● SHORT TASK
Please copy out every line of the items from the one containing "the finger in" through the end of the items, both ends included, shifting each coordinate number in the answers by -150 and keeping all other lines unchanged. Leave out the pictures.

━━━━━ INFORMATION SHOWN

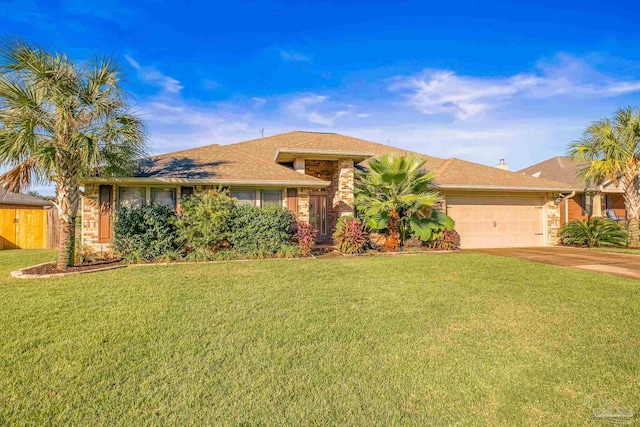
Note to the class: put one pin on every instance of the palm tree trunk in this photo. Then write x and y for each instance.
(632, 205)
(68, 196)
(393, 236)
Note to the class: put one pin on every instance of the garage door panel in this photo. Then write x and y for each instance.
(497, 221)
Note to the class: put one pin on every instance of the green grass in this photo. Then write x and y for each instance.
(618, 250)
(465, 339)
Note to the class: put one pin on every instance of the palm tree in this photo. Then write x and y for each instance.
(394, 194)
(61, 121)
(612, 149)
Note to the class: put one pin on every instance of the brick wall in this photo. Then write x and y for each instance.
(616, 202)
(327, 170)
(574, 208)
(303, 204)
(90, 212)
(340, 198)
(553, 219)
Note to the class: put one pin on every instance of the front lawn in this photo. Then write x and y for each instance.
(630, 251)
(413, 340)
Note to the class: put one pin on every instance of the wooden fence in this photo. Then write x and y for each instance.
(28, 227)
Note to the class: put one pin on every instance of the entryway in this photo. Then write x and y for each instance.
(318, 217)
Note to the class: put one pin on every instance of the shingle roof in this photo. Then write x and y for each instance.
(458, 173)
(254, 161)
(8, 198)
(219, 163)
(560, 168)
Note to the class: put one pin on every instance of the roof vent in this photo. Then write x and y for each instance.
(503, 165)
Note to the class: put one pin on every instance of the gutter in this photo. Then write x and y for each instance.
(501, 188)
(191, 181)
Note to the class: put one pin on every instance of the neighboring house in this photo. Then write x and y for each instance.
(26, 222)
(589, 199)
(313, 175)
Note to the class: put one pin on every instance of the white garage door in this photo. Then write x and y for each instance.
(493, 222)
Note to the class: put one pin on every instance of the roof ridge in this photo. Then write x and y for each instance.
(173, 153)
(445, 165)
(244, 153)
(502, 171)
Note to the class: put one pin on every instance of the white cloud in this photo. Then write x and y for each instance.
(308, 106)
(294, 56)
(258, 102)
(154, 77)
(210, 84)
(436, 91)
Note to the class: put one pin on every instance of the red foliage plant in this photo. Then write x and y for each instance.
(349, 236)
(305, 236)
(449, 240)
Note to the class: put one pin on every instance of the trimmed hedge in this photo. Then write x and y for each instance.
(145, 233)
(256, 230)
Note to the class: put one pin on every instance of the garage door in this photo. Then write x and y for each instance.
(492, 222)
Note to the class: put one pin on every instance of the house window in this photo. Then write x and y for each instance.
(164, 197)
(131, 196)
(271, 197)
(247, 197)
(588, 204)
(186, 191)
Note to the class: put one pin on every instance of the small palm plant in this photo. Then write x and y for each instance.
(593, 232)
(61, 121)
(611, 148)
(394, 194)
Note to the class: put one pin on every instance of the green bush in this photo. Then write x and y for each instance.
(413, 243)
(593, 232)
(145, 233)
(431, 227)
(206, 217)
(261, 232)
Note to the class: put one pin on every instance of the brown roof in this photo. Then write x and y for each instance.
(217, 163)
(559, 168)
(456, 173)
(253, 162)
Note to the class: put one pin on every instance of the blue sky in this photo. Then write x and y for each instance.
(451, 79)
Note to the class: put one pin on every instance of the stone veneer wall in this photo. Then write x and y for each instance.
(553, 219)
(90, 211)
(303, 204)
(340, 197)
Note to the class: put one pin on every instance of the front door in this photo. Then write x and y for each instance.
(318, 217)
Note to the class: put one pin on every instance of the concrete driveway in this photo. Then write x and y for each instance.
(622, 265)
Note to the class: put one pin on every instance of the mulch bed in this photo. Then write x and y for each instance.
(51, 268)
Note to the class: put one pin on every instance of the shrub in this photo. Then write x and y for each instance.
(205, 222)
(593, 232)
(413, 243)
(429, 228)
(305, 236)
(448, 240)
(145, 233)
(349, 237)
(290, 251)
(84, 254)
(226, 255)
(259, 231)
(200, 255)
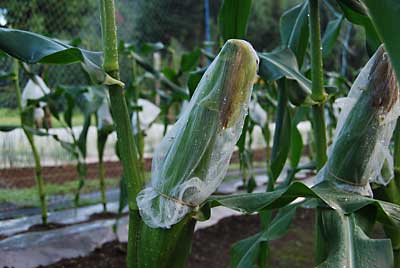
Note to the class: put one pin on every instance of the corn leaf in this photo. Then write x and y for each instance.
(347, 245)
(34, 48)
(233, 17)
(341, 201)
(294, 30)
(245, 252)
(356, 13)
(281, 145)
(282, 63)
(385, 17)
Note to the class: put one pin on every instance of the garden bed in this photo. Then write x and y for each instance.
(211, 245)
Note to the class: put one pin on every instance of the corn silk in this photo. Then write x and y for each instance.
(192, 159)
(365, 126)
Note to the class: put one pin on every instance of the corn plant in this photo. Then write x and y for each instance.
(192, 159)
(29, 111)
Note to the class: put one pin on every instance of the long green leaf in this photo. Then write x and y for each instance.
(34, 48)
(245, 252)
(348, 246)
(341, 201)
(278, 64)
(356, 13)
(233, 17)
(281, 145)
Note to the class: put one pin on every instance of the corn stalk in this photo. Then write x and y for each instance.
(127, 147)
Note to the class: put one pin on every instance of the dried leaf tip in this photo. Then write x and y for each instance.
(383, 81)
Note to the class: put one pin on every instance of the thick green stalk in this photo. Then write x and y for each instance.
(38, 168)
(102, 175)
(318, 93)
(119, 109)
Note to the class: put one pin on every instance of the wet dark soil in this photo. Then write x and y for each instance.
(52, 226)
(211, 246)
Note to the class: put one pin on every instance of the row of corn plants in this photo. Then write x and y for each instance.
(193, 157)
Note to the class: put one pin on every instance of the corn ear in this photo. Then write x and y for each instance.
(193, 157)
(365, 127)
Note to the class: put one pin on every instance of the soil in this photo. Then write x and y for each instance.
(211, 246)
(52, 226)
(45, 227)
(25, 177)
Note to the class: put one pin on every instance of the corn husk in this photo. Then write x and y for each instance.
(193, 157)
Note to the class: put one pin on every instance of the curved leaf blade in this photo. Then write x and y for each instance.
(348, 245)
(385, 15)
(34, 48)
(339, 200)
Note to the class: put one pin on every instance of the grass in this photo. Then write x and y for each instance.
(28, 196)
(11, 117)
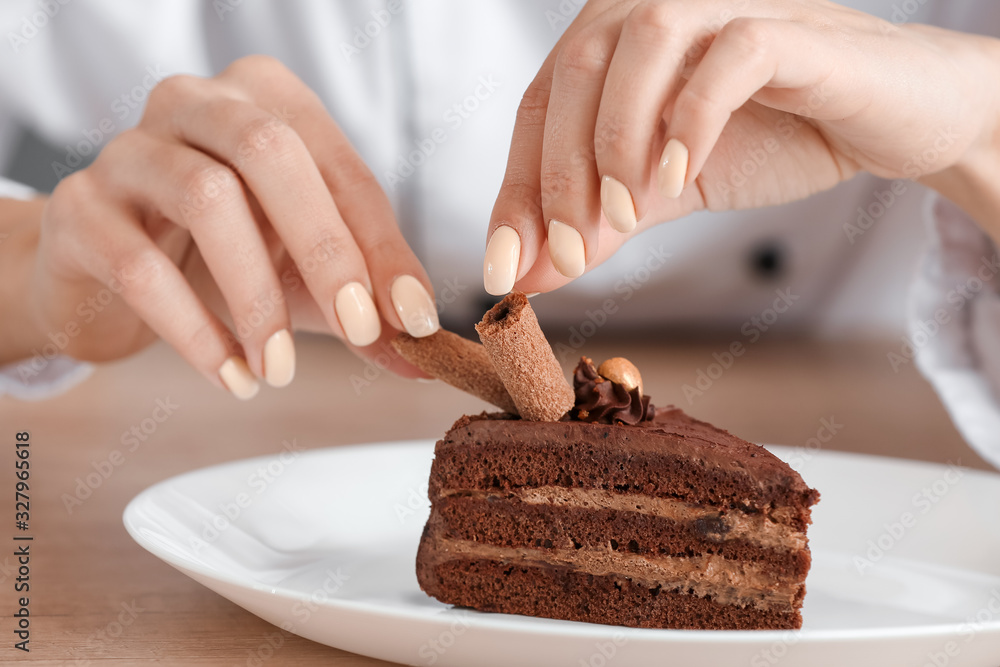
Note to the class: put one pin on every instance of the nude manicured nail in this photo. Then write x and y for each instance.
(279, 359)
(415, 307)
(566, 249)
(500, 265)
(617, 203)
(357, 314)
(236, 375)
(673, 169)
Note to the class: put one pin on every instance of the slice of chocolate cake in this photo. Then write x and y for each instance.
(618, 513)
(668, 523)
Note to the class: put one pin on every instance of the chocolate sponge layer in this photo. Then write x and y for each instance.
(558, 592)
(673, 456)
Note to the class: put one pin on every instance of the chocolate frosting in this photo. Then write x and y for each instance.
(599, 400)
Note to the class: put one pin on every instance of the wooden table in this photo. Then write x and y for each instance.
(89, 580)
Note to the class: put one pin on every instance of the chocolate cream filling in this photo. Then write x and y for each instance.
(726, 582)
(764, 530)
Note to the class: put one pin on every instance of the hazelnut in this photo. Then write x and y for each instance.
(622, 371)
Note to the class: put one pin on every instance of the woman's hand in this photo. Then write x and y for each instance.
(235, 198)
(647, 111)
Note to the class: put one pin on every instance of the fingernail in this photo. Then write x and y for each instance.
(617, 203)
(500, 266)
(236, 375)
(566, 249)
(357, 314)
(279, 359)
(415, 307)
(673, 169)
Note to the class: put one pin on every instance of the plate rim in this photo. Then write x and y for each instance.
(571, 629)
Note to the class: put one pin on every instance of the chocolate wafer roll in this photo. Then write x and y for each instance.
(524, 360)
(462, 363)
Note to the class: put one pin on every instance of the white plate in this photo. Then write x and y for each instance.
(906, 566)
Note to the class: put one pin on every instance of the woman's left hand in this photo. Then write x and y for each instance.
(648, 110)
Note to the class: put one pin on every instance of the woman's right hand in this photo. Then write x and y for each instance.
(239, 195)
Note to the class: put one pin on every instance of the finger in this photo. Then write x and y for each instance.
(569, 179)
(276, 165)
(120, 254)
(517, 232)
(402, 289)
(208, 199)
(642, 78)
(748, 55)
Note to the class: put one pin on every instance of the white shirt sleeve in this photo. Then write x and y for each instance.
(955, 325)
(39, 377)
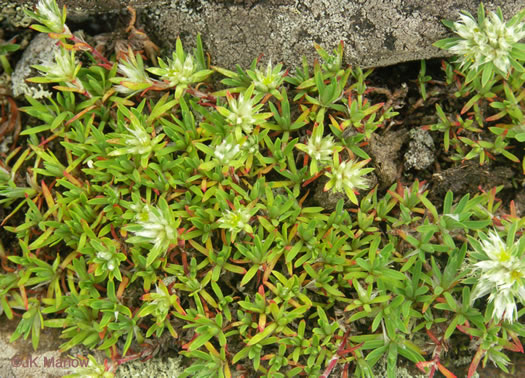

━━━━━━━━━━

● TASK RESPONSE
Note to the class: put one pin on every instance of the finger in this photo. Then write x and y for each instance.
(419, 29)
(126, 15)
(-30, 104)
(367, 82)
(252, 139)
(58, 49)
(492, -72)
(598, -95)
Note to the class: put one pin on every instance of the white shirt sleeve in this photo. Then write x and y for each instance.
(805, 175)
(-111, 227)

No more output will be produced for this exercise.